- Input for this task
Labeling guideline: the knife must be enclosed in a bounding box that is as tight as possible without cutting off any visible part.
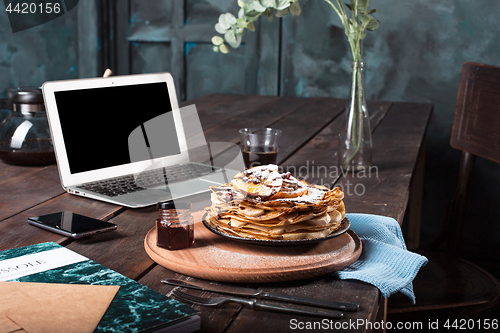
[161,279,359,311]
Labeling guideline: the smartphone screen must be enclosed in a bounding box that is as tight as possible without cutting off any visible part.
[28,211,116,238]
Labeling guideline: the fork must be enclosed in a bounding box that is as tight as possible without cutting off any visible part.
[172,290,343,319]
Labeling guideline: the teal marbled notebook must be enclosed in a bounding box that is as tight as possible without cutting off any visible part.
[0,243,200,332]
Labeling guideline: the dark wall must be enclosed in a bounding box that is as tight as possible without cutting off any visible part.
[0,0,500,272]
[282,0,500,273]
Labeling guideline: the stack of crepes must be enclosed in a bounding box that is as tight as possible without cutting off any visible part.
[205,165,345,240]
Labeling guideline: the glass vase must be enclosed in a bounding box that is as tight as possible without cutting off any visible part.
[337,62,372,172]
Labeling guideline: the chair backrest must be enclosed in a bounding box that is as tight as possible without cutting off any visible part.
[446,62,500,253]
[451,62,500,163]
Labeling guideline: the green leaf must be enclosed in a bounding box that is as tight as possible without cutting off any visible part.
[215,23,229,34]
[290,1,302,16]
[354,0,369,13]
[275,8,290,17]
[260,0,276,8]
[224,29,241,49]
[274,0,290,10]
[243,1,266,14]
[264,8,274,22]
[212,36,224,46]
[365,17,380,31]
[236,17,248,29]
[219,13,236,30]
[247,22,255,31]
[219,44,229,54]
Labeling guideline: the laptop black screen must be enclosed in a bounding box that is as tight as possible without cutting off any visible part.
[55,82,180,174]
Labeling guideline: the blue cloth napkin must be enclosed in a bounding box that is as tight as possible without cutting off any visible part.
[334,214,428,304]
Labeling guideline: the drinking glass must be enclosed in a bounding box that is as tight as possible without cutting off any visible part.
[240,128,281,169]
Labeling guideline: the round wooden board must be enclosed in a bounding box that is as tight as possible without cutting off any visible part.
[144,222,362,282]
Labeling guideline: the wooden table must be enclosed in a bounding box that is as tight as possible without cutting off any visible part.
[0,95,432,332]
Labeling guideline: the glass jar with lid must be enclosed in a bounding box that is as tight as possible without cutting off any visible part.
[156,201,194,250]
[0,87,56,165]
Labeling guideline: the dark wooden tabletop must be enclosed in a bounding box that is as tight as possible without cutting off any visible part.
[0,95,432,332]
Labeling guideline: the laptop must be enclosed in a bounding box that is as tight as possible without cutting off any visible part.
[42,73,242,208]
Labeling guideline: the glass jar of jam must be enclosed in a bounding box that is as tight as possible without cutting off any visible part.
[156,201,194,250]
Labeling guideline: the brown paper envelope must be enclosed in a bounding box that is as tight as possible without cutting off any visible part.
[0,313,24,333]
[0,282,119,333]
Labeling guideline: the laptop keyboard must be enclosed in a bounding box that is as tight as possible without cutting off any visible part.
[78,163,220,197]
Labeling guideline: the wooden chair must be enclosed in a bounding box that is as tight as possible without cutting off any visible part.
[388,62,500,321]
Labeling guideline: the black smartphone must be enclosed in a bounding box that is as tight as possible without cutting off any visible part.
[28,211,117,238]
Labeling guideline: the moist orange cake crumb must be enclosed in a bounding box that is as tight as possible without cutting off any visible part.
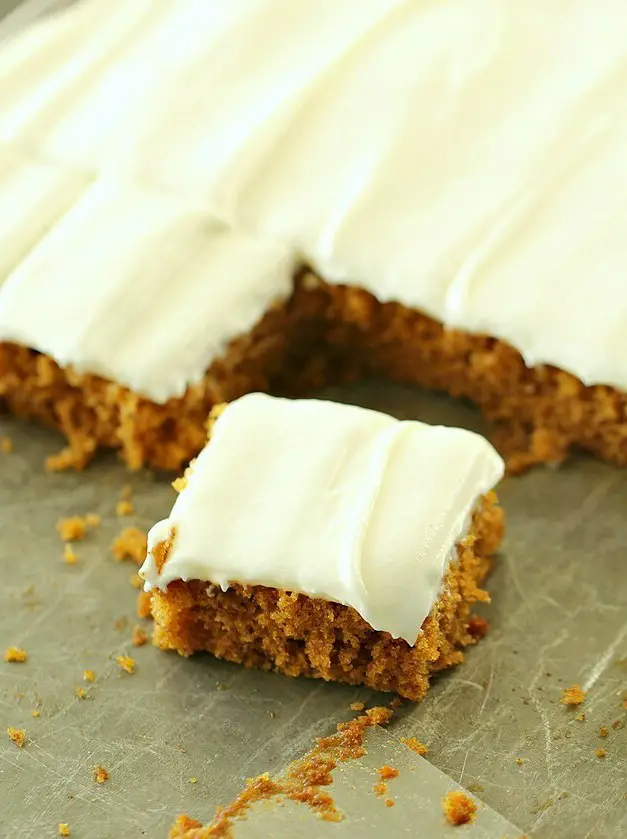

- Description of the task
Rewrite every line of the listing above as a Markdown table with the columns "Row" and "Listing line", numbering the rows in order and skipping blank lines. Leave the pictures out of the table.

- Result
| Row | Listing line |
|---|---|
| 1 | Labeling guideline: the knife must be enclosed in a bounding box that is as tight as possible without cutting off any visible part. |
| 2 | [161,279,359,311] |
| 3 | Labeling guideline: the smartphone screen must be enclosed in a bounding box that is as tight as possible without cutting off any visible part. |
| 4 | [28,211,116,238] |
| 5 | Labeling guideline: the fork must be enclosed in a bounding box that is as tight as possible without cutting off any visible part. |
| 6 | [172,290,343,319] |
| 7 | Labeling guideline: the teal marbled notebook must be enclosed in a bounding box that is as tight as possible without cutting off any visible part. |
| 8 | [0,243,200,332] |
| 9 | Labeling guideline: the dark wall must be enclosed in a bounding box that is as tight as possible without cutting off any visible part. |
| 10 | [0,0,500,272] |
| 11 | [282,0,500,273] |
| 12 | Labeling guideline: the stack of crepes must be enclosed in a bounding box that is as tight as possible without cutting off any visible part. |
| 13 | [205,165,345,240] |
| 14 | Labeling guideline: the glass vase must be enclosed in a bounding box that is as tight as possible without cutting off any visible part. |
| 15 | [337,62,372,172] |
| 16 | Labeling guideline: the chair backrest must be enclosed in a bounding box that is as tight as possible without cutting off any visible part. |
| 17 | [446,62,500,253] |
| 18 | [451,62,500,163] |
| 19 | Labeling guideline: the green leaf must be enclosed in a bounding box that is as tight as possible without cutting off any visible part. |
| 20 | [215,23,229,34] |
| 21 | [290,1,302,16] |
| 22 | [354,0,369,13] |
| 23 | [275,8,290,17] |
| 24 | [260,0,276,8] |
| 25 | [224,29,241,49] |
| 26 | [274,0,290,10] |
| 27 | [243,1,266,14] |
| 28 | [264,8,274,22] |
| 29 | [212,36,224,46] |
| 30 | [365,17,380,31] |
| 31 | [236,17,248,29] |
| 32 | [219,13,236,30] |
| 33 | [247,22,255,31] |
| 34 | [219,44,229,54] |
| 35 | Labeling guideline: the laptop black screen must be enclosed in a bounding box that is as tight as possible without cutting off any visible part. |
| 36 | [55,82,180,174] |
| 37 | Labeling guideline: the blue cloth napkin must be enclosed in a bounding box that is as tight as possible without cutting off any visible part. |
| 38 | [334,214,428,304] |
| 39 | Labeling guideline: the drinking glass must be enclosed in a bounding box that is as tight as possible without cutting off any visible part. |
| 40 | [240,128,281,169] |
| 41 | Labeling guideline: the round wooden board must be enclosed in a bounding box that is as tight as possible without cutting off any visible part. |
| 42 | [144,222,362,282] |
| 43 | Labeling guideline: the wooden table must be enclosed in a bounding box that is as tight as possible without cutting off any visible part. |
| 44 | [0,95,432,332] |
| 45 | Labeling guideline: the glass jar with lid must be enclosed in a bounding box that is as tight as possible without cutting off any visible part. |
| 46 | [156,201,194,250] |
| 47 | [0,87,56,165] |
| 48 | Labeling guideline: the dark wooden tabletop must be enclosed in a bounding box that is as tight as possible without cutting off any visible part. |
| 49 | [0,95,432,332] |
| 50 | Labeling guideline: the laptop must be enclosed in a bounding box that is as tight as possible without cutting off any visible part. |
| 51 | [42,73,242,208] |
| 52 | Labeling guideline: the glass jar of jam must be enclosed in a bounding box that is as tight as possible without cutting off any visible part. |
| 53 | [156,201,194,250] |
| 54 | Labeling guideline: the brown paper envelope must be enclosed in a bounding box that is as tight as possible without cutting off any visible part. |
| 55 | [0,313,24,333] |
| 56 | [0,282,119,333] |
| 57 | Labeling guideline: the laptop keyboard must be enclosed in a bounding box that is as tight as possible without cutting off any visible part. |
| 58 | [78,163,220,197] |
| 59 | Labeling guideline: the wooden chair must be enclosed in a bounding box that is as tight as possible without cutting off any visible part. |
| 60 | [388,62,500,321] |
| 61 | Labeling guideline: the black smartphone must be enclosed in a bounding box that is as tight as possible without cutting off any visible part. |
| 62 | [28,211,117,238] |
| 63 | Labeling guideline: the moist orange cake crumb must be enclosed in a bounding box that is as tight as possible without cutting off any visible part. |